Scandale de la Dépakine: Sanofi mis en examen pour « homicides involontaires »
Sanofi a été mis en examen pour « homicides involontaires » dans le scandale de l’anti-épileptique Dépakine, à la suite d’une enquête initiée par des familles de victimes accusant le groupe pharmaceutique d’avoir tardé à informer des risques du médicament pour les femmes enceintes.
Il s’agit d’une mise en examen supplétive, le groupe étant déjà poursuivi depuis février pour « tromperie aggravée » et « blessures involontaires » dans ce dossier.
C’est en 2016 qu’une enquête avait été ouverte auprès du tribunal judiciaire de Paris, à la suite d’une procédure à l’initiative de l’Association d’aide aux parents d’enfants souffrant du syndrome de l’anti-convulsivant (Apesac): représentant 4.000 personnes dont la moitié des enfants malades, elle s’appuyait sur 14 cas de mères ayant reçu de la Dépakine lors de leur grossesse.
La molécule en cause, le valproate de sodium, est commercialisée depuis 1967 sous la marque Dépakine par Sanofi, mais aussi sous des marques génériques.

------------

**TRAVAIL À RÉALISER:**
1. Relevez tous les chefs de poursuite retenus contre Sanofi dans le texte sur la Dépakine.
2. Répondez aux questions suivantes à partir du texte sur la Dépakine :
(a) En quelle année une enquête a-t-elle été ouverte auprès du tribunal judiciaire de Paris ?
(b) Combien de personnes l'Apesac représente-t-elle ?
(c) Depuis quelle année le valproate de sodium est-il commercialisé sous la marque Dépakine ?
3. Prolongez le texte sur le scandale de la Dépakine à la suite de sa dernière phrase.

------------

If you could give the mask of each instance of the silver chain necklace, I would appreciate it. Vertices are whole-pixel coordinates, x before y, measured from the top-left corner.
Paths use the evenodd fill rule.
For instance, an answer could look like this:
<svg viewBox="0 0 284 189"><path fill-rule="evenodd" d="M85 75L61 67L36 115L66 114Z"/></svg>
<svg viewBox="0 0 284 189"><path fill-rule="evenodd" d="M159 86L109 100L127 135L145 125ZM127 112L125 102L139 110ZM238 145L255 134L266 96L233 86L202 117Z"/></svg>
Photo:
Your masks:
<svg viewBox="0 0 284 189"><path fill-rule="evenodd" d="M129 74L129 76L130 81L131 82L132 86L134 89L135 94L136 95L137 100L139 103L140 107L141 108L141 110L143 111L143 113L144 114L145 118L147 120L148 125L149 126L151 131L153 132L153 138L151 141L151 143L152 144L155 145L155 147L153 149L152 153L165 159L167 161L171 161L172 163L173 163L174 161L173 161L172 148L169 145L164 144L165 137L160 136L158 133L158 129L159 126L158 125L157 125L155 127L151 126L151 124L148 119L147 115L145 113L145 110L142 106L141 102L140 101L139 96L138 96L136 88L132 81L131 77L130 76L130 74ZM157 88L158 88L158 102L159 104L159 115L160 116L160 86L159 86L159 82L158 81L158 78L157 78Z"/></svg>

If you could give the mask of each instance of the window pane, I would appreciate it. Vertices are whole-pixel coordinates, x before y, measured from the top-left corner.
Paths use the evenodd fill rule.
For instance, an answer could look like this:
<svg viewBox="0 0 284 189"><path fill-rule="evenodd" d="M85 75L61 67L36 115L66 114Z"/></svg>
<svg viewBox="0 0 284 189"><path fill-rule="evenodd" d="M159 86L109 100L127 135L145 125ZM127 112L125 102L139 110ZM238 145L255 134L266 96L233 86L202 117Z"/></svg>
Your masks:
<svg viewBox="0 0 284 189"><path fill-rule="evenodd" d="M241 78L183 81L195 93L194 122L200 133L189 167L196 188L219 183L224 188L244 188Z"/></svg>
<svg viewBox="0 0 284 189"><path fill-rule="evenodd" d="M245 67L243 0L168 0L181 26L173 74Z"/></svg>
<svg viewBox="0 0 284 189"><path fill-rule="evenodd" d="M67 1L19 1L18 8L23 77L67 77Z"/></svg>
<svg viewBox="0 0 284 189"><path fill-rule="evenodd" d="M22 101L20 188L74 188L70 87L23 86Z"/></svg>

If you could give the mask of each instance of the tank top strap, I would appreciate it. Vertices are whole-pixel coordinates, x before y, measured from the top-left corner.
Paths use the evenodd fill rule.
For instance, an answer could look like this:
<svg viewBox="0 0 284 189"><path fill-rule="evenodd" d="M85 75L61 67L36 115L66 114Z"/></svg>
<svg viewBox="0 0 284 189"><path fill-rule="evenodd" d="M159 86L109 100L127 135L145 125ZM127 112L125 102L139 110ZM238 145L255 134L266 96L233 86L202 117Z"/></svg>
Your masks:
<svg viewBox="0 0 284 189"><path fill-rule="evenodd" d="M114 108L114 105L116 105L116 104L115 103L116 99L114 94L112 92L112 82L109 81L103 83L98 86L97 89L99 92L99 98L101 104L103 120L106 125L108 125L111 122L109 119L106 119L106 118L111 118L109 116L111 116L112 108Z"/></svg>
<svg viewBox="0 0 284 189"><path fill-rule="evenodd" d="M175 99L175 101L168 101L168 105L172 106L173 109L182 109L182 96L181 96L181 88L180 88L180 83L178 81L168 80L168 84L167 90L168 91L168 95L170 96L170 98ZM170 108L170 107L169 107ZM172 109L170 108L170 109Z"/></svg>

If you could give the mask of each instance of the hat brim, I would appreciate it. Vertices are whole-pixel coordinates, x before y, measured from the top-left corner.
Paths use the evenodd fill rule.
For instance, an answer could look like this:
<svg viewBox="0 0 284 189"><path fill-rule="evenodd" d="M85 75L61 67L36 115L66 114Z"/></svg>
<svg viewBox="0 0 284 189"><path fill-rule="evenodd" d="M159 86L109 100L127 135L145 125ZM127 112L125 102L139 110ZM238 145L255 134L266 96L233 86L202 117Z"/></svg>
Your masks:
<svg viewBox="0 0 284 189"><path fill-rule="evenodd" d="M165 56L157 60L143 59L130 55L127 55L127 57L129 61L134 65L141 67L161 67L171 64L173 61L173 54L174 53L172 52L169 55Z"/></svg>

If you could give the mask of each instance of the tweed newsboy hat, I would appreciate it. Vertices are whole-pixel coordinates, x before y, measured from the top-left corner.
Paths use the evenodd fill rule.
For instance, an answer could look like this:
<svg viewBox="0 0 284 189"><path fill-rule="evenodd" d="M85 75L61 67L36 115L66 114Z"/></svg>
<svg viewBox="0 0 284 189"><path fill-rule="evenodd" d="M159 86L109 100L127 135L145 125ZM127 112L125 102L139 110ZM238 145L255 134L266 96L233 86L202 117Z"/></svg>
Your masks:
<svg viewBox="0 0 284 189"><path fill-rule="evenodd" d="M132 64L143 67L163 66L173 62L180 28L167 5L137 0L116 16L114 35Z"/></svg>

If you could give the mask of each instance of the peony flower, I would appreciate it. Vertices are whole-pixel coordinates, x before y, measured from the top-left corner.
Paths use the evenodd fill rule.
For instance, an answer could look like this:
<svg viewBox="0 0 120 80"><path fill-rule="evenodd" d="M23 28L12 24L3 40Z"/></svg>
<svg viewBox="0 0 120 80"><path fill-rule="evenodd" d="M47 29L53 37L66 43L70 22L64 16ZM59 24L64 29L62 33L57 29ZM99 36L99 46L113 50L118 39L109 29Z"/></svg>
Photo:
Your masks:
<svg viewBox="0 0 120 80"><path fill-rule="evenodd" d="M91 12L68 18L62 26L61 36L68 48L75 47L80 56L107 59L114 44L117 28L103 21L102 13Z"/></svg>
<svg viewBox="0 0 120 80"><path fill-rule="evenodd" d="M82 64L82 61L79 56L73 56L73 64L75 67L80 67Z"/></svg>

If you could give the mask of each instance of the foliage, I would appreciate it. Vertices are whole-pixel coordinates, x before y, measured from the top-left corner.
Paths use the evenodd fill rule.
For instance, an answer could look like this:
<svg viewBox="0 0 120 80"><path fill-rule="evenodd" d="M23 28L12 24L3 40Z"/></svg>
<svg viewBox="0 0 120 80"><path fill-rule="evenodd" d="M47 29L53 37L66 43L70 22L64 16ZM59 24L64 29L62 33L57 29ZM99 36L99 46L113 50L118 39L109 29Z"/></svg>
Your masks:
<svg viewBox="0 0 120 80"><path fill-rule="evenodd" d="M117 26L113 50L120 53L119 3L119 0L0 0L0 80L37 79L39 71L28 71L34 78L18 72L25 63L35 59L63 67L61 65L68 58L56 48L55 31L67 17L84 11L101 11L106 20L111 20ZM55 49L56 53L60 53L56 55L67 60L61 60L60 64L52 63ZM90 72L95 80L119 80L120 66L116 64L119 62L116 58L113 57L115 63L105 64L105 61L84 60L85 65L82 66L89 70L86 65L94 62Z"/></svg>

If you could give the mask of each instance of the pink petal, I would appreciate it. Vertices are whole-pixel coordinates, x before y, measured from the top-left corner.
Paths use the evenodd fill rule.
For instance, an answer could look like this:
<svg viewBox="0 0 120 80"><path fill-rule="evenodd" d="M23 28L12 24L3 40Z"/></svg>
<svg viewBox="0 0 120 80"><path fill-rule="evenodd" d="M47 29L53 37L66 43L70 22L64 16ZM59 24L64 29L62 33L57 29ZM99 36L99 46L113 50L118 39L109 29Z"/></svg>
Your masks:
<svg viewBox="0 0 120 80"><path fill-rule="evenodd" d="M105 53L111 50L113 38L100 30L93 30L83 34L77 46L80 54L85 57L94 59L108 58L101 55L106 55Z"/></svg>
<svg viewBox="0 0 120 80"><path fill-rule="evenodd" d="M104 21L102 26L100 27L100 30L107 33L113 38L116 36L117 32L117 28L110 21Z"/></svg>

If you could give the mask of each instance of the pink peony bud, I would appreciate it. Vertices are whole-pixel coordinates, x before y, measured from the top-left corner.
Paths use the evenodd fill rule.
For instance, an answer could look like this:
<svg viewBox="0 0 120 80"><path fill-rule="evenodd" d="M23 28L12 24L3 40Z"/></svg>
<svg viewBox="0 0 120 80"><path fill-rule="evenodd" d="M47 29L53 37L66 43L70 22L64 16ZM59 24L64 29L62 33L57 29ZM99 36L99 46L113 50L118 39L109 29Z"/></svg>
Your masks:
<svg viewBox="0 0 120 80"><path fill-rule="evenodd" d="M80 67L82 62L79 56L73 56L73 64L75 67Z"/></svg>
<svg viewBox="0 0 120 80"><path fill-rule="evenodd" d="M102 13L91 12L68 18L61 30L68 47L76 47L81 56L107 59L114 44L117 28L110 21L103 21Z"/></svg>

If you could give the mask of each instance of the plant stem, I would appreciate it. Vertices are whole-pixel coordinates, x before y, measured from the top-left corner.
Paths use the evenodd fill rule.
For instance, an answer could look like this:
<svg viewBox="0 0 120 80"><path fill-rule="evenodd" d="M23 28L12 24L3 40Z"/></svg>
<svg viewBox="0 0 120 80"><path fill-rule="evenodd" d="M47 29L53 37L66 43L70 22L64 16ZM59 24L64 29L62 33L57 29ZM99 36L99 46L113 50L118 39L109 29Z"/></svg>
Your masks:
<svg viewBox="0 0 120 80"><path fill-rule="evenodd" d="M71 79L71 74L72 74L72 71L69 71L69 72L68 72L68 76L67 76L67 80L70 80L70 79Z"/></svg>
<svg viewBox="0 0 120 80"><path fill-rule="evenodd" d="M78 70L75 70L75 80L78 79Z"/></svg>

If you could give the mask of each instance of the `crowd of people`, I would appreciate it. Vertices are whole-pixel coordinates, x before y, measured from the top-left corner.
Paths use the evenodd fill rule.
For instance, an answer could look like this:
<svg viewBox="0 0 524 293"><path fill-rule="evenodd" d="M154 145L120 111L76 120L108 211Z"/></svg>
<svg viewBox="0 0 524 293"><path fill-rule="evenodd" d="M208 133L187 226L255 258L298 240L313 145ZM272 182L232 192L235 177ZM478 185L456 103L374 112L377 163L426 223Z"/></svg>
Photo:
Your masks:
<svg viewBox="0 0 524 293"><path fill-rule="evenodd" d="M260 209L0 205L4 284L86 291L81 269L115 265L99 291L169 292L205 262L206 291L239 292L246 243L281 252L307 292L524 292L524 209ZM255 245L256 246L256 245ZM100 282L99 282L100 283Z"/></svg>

------------

**RÉPONSES ATTENDUES:**
1.
- homicides involontaires
- tromperie aggravée
- blessures involontaires

2.
(a) 2016
(b) 4.000
(c) 1967

3.
Elle est prescrite aux personnes souffrant de troubles bipolaires, mais présente un risque élevé de malformations congénitales sur le foetus si elle est prise par une femme enceinte. Malformations, autisme, troubles ORL: les effets peuvent être dévastateurs pour certains enfants ayant été exposés in utero.
« Sanofi Aventis France a respecté ses obligations d’information et conteste le bienfondé de ces poursuites », réagit lundi le groupe dans une communication à l’AFP.
Il indique avoir « saisi la chambre de l’instruction afin de contester sa mise en examen » et met en avant le fait que « l’ensemble de ces éléments ne préjuge en rien de la responsabilité du laboratoire ».
Aucune autre information n’est donnée par Sanofi sur les éléments ayant conduit à cette nouvelle mise en examen, révélée ce week-end par Le Monde. Selon le quotidien, « l’information judiciaire vise désormais à déterminer si le laboratoire peut être tenu responsable de la mort en 1990, 1996, 2011 et 2014, de quatre bébés âgés de quelques semaines ou quelques mois, dont les mères, au cours de leurs grossesses, avaient pris de la Dépakine ».
Pour l’Apesac, « Sanofi doit assumer sa part de responsabilité », a déclaré lundi à l’AFP l’avocat de l’assocation Me Charles Joseph-Oudin.
Selon l’avocat de l’Apesac, « la prochaine étape procédurale devrait être la mise en examen de l’agence du médicament pour blessures et homicides involontaires ».
Il affirme qu’un total de 1.402 familles – soit environ 2.500 enfants – ont contacté l’association.
En juillet, la justice avait pour la première fois reconnu la responsabilité de l’Etat, ainsi que celle de Sanofi et de médecins, dans les effets dévastateurs de l’anti-épileptique Dépakine, le condamnant à indemniser des familles d’enfants lourdement handicapés.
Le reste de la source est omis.